A series of records
━━━━━━━━━━━━━━━━━━━━
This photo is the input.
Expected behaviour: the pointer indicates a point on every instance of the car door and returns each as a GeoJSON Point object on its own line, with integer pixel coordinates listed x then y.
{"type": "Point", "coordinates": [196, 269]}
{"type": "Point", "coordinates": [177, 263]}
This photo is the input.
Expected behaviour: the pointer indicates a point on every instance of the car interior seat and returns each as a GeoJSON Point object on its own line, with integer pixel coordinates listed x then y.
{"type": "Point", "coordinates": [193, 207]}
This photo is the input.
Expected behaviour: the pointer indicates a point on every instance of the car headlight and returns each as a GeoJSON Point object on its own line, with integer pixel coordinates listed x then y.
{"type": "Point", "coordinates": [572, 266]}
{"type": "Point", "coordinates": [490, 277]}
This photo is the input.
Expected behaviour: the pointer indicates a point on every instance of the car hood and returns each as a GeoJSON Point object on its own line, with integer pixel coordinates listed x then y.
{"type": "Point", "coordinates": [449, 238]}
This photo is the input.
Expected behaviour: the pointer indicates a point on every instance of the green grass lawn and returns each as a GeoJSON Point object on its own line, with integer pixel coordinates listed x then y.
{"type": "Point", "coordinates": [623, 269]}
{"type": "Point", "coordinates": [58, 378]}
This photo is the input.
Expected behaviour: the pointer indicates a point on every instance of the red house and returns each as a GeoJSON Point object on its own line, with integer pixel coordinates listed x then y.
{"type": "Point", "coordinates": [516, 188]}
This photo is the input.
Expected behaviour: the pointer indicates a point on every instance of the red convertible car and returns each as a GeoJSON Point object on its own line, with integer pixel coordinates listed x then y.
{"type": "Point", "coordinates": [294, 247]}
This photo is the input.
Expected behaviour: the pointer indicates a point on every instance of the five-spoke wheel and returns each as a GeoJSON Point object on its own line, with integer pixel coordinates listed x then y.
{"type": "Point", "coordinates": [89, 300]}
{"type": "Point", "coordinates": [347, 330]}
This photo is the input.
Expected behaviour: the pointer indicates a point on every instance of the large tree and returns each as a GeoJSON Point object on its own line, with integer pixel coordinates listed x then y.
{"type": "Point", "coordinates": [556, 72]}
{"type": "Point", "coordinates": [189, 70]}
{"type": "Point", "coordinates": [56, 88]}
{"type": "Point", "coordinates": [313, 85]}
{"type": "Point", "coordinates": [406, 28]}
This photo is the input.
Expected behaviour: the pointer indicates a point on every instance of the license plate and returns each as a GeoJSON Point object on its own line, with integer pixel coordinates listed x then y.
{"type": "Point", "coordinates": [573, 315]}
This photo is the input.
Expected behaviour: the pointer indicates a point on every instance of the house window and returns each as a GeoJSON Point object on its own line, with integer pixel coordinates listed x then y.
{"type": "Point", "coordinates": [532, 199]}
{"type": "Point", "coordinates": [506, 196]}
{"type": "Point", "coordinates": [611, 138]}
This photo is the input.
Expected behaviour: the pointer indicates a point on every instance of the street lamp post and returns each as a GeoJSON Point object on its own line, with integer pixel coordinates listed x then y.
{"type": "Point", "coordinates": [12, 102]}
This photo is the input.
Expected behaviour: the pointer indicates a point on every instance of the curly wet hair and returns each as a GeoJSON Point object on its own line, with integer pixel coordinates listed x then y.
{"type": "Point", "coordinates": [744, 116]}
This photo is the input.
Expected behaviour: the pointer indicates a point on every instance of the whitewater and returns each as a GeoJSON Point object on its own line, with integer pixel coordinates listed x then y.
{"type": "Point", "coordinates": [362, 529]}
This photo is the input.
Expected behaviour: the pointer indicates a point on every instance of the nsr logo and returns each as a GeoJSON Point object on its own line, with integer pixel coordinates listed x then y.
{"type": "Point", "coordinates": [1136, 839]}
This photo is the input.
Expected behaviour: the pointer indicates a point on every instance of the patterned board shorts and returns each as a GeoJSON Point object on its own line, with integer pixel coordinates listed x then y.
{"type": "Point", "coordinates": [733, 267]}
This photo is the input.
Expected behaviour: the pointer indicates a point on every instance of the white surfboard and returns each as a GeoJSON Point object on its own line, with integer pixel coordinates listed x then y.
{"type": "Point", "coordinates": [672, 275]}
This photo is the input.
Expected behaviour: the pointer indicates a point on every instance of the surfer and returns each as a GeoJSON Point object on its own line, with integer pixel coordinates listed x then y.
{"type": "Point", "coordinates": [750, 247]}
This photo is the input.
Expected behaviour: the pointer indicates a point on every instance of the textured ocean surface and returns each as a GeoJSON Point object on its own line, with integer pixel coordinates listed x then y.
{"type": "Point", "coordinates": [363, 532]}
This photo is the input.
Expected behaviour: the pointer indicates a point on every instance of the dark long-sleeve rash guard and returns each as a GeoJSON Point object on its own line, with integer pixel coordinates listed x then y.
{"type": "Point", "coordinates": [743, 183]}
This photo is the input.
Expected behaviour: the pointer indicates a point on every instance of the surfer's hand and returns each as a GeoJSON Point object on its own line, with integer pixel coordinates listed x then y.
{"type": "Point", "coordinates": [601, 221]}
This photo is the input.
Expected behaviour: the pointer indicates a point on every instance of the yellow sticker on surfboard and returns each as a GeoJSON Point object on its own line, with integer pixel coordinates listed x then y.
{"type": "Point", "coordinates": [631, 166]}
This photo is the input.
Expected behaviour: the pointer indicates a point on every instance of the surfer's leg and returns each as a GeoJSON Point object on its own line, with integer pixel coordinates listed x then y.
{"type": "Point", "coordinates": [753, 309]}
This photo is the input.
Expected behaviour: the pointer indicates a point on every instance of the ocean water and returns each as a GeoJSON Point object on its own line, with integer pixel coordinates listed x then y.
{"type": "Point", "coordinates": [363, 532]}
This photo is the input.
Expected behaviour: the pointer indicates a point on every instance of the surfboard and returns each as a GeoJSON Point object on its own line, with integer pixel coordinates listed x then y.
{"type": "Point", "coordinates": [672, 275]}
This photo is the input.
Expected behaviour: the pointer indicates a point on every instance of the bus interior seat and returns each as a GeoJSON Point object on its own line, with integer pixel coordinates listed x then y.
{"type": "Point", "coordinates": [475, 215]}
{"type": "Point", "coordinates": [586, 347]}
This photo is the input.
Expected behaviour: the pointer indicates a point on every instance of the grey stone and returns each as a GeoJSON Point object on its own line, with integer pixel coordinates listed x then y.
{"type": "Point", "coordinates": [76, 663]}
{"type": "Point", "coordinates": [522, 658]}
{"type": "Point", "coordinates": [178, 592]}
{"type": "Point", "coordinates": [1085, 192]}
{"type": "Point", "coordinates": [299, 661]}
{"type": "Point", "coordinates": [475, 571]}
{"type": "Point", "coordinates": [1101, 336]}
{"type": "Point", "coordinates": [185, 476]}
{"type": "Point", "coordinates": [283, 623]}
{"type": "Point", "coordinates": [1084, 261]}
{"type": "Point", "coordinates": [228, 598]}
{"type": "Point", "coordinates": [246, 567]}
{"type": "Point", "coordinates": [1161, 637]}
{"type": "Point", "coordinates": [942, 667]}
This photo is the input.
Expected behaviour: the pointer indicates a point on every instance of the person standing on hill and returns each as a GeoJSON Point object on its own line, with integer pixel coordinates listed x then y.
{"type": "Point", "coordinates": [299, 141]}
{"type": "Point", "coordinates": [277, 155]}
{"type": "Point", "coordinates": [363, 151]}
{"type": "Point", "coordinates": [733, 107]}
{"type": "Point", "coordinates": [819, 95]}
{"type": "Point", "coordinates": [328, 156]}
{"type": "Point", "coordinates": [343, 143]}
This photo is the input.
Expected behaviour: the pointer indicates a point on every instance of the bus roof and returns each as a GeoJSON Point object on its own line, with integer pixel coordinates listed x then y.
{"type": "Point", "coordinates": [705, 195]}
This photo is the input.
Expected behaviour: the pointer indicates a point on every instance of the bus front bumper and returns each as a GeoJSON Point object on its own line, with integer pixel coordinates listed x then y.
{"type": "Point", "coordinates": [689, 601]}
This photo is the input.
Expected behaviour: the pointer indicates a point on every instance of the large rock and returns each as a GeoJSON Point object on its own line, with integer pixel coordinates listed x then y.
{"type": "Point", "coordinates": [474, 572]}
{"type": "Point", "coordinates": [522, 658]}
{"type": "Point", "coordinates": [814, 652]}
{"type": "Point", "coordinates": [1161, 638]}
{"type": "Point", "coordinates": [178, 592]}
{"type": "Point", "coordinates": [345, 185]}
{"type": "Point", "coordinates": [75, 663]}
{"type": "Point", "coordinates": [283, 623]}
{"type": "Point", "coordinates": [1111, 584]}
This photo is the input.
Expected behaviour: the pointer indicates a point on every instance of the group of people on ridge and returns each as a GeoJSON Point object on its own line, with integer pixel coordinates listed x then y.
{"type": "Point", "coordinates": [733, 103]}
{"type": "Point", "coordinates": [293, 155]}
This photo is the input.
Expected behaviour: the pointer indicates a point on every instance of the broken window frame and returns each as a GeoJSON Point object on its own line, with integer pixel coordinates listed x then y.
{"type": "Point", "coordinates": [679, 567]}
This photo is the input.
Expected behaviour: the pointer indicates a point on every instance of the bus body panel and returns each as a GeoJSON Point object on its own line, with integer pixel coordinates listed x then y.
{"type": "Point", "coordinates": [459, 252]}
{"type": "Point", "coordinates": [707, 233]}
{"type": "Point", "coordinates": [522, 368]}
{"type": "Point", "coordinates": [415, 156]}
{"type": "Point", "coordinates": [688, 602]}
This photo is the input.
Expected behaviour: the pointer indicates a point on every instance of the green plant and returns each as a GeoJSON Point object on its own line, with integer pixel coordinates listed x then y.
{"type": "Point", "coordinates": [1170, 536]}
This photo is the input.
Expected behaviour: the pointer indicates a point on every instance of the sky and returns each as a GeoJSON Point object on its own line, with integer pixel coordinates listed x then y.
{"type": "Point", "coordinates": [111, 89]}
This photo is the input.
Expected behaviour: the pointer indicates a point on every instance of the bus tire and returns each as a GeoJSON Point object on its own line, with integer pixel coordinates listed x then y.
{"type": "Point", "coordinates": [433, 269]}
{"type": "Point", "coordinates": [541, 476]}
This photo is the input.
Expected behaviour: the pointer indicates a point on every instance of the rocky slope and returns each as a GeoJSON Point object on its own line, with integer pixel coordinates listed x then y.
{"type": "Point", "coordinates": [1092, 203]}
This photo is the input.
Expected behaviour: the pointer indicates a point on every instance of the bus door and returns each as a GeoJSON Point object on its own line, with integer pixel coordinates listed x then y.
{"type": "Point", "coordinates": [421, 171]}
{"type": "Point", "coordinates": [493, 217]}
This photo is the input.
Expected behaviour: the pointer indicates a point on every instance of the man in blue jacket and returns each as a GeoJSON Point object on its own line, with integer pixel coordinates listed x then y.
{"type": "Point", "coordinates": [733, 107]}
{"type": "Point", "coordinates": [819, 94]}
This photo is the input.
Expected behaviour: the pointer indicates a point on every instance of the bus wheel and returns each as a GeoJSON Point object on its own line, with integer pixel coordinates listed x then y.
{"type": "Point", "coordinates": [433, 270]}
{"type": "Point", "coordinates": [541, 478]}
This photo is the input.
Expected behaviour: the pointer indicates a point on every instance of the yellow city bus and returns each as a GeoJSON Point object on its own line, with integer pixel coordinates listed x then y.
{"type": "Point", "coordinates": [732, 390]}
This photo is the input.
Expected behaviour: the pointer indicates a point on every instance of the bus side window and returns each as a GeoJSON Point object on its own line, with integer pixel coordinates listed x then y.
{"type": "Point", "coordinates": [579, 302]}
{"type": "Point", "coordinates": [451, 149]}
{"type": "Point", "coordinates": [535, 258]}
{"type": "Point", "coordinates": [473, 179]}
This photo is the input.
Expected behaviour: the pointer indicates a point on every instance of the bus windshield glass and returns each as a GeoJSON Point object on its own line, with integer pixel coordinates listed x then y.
━━━━━━━━━━━━━━━━━━━━
◆ Short problem: How many lines of the records contain the string "surfer"? Case counts; reply with the number alone.

◆ Solution to this problem: 3